## Blok Teks
╔══

Lantas, bagaimana kemasan beritanya?
Begini. Dalam sepekan penulis memperhatikan sebuah laman. Tergolong rajin mewartakan sang tokoh satu ini.
Pandangan penulis, hal itu sah saja di alam demokrasi. Apa lagi yang disuarakan itu memang pendapat yang dibutuhkan umat di tengah pendemi Covid-19. Ini bukan berarti penulis menyetujui pendapat sang imam. Enggaklah. Apa lagi membeo.
Belum lama ini Habib Rizieq mengeluarkan pernyataan. Melalui laman Pojoksatu, ia menyebut umat Islam agar tetap menggelar shalat Jumat. Tapi itu dapat dilakukan untuk wilayah zona hijau atau bebas dari corona atau Covid-19.

╚══

## Tugas yang Dikerjakan
1 > Dalam teks tentang Habib Rizieq, lewat laman apa ia menyampaikan pernyataan soal shalat Jumat?
2 > Tentukan apakah setiap pernyataan berikut sesuai dengan teks tentang Habib Rizieq. Jawab ya atau tidak dan kutip kata-kata teks yang menentukannya. (a) Penulis menyetujui pendapat sang imam. (b) Penulis memperhatikan sebuah laman selama sepekan. (c) Shalat Jumat disebut dapat digelar di wilayah zona hijau.
3 > Teruskan teks tentang Habib Rizieq, dimulai setelah kalimat terakhirnya.

## Entri Data
╔══

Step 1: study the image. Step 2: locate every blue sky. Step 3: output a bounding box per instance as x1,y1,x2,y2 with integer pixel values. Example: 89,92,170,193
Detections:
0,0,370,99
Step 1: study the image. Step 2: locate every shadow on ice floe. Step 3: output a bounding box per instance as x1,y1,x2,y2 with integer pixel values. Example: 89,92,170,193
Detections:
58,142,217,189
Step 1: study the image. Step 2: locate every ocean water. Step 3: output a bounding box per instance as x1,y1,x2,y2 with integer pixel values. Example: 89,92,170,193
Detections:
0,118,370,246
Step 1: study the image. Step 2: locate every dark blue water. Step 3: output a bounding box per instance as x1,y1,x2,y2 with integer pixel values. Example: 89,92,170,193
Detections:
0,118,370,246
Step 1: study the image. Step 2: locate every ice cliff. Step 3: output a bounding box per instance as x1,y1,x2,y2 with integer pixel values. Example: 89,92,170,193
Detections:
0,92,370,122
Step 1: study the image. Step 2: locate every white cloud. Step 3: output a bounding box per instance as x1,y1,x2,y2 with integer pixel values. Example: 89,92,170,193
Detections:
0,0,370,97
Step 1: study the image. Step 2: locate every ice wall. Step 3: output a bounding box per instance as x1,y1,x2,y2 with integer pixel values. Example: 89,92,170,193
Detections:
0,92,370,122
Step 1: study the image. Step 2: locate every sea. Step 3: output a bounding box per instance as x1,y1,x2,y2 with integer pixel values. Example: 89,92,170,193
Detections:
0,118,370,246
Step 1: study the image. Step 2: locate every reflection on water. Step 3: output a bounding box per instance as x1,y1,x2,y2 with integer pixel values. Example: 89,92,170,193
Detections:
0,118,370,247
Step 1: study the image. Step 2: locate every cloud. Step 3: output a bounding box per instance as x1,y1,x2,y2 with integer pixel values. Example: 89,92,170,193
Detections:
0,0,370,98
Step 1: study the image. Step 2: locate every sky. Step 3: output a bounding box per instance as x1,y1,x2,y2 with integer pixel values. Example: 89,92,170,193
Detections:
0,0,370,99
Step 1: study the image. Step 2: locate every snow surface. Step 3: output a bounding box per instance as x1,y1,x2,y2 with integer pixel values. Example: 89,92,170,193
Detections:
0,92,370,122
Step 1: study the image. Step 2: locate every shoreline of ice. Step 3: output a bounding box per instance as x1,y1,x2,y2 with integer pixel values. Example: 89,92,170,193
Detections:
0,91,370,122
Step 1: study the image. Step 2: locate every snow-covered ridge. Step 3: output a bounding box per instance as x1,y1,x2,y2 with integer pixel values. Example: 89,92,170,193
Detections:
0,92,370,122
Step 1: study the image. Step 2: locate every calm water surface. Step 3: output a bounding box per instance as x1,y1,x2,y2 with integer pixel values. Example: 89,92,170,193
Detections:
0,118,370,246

╚══

## Jawaban per Item
1 > Melalui laman Pojoksatu.

2 >
(a) Tidak: "Ini bukan berarti penulis menyetujui pendapat sang imam."
(b) Ya: "Dalam sepekan penulis memperhatikan sebuah laman."
(c) Ya: "Tapi itu dapat dilakukan untuk wilayah zona hijau atau bebas dari corona atau Covid-19."

3 >
Shalat Jumat juga harus digelar dengan mengacu pada pedoman protokol Covid-19 dan aturan medis yang dianjurkan pemerintah. Harus menerapkan physical distancing atau menjaga jarak aman antarjemaah. Sampai di sini, banyangan penulis, enggak biasanya Imam FPI itu sejalan dengan pemerintah.
Sang imam, yang disebut pesannya disampaikan melalui suratnya, mengungkap untuk memperhatikan fatwa Majelis Ulama Indonesia (MUI) dan imbauan Pemerintah. Masyarakat yang tetap ingin menggelar shalat Jumat di rumah juga diperbolehkan.
Pesan ini dikenal sebagai 10 perintah Habib Rizieq terkait dengan shalat Jumat. Tidak ada yang salah sih dari perintah itu. Namun lantaran sang imam tinggal di negeri nan jauh, tentu ia tidak paham secara komprehensif tentang kondisi aktual di Tanah Air.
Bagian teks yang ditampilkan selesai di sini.